**Source document:**

Today I towed the Sienna out of the shed and into the sun to test the solar panels and the charging of the lithium batteries. This is the first time the batteries have been charged as a group and they need to be watched carefully for the first few cycles until they become balanced.
After being in the workshop they have become covered with fine sawdust—after all it is a working boatbuilding shed and Derek has been working on other projects. And have a look at this lovely little sailing tender that Derek has been building.
It would be fun to sail this little boat huh. But back to the chase…
When I first took her out in the sun she was harvesting 8.4 amps from the sun. After the brushing the dust off, that increased by about 1 amp, and after washing them, another 1 amp. But the sun was dropping in the sky quite quickly by then and the lower angle to the solar panels was reducing the output by about the same amount so after they were cleaned they were still doing a little over 8 amps. This is about 200 watts. Under ideal conditions they should produce 560 watts.
There’s 52 lithium cells in this boat and they will be at slightly different charge levels and so the first few charge cycles will be used to balance the cells. The highest charged cells will become fully charged first and their cell protectors will begin bypassing current, to bleed off a little power. The charging needs to be stopped soon after the first cells begin bypassing. Today none of the cells started bypassing. I’m not surprised because they had barely two hours charging before the sun dropped behind some trees.
I will cycle the cells a few times over the next week using solar charging and also mains charging, which will be easier than towing her out into the sun each day.

**Questions to answer:**
- 1) Decide whether each statement agrees with the solar charging post. For each one, answer yes or no and quote the words from the post that settle it.
(a) The panels were harvesting 8.4 amps when first taken into the sun.
(b) Some of the cells began bypassing current during today's charging.
(c) Under ideal conditions the panels should produce 560 watts.
- 2) Return the passage of the solar charging post from "After being in" up to and including "has been building.", copied word for word.

**Data supplied:**
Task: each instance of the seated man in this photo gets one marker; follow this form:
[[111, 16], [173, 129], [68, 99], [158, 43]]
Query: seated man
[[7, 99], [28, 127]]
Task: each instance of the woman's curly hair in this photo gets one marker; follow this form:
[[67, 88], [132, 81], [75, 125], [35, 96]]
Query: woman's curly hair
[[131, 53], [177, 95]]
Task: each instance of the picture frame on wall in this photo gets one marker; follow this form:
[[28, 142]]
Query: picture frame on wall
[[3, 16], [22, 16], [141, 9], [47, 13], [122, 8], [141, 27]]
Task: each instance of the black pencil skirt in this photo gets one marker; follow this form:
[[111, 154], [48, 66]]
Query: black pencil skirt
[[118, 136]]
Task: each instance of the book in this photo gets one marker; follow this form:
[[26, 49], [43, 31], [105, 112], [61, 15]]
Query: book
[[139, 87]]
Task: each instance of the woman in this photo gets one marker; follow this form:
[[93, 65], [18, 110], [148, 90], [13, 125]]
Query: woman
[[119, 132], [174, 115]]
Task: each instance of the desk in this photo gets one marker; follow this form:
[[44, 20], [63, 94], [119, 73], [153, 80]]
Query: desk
* * *
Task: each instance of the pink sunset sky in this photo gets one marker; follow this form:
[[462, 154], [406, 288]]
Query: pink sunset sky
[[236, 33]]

**Answers to this exercise:**
- 1)
(a) Yes: "When I first took her out in the sun she was harvesting 8.4 amps from the sun."
(b) No: "Today none of the cells started bypassing."
(c) Yes: "Under ideal conditions they should produce 560 watts."

- 2)
After being in the workshop they have become covered with fine sawdust—after all it is a working boatbuilding shed and Derek has been working on other projects. And have a look at this lovely little sailing tender that Derek has been building.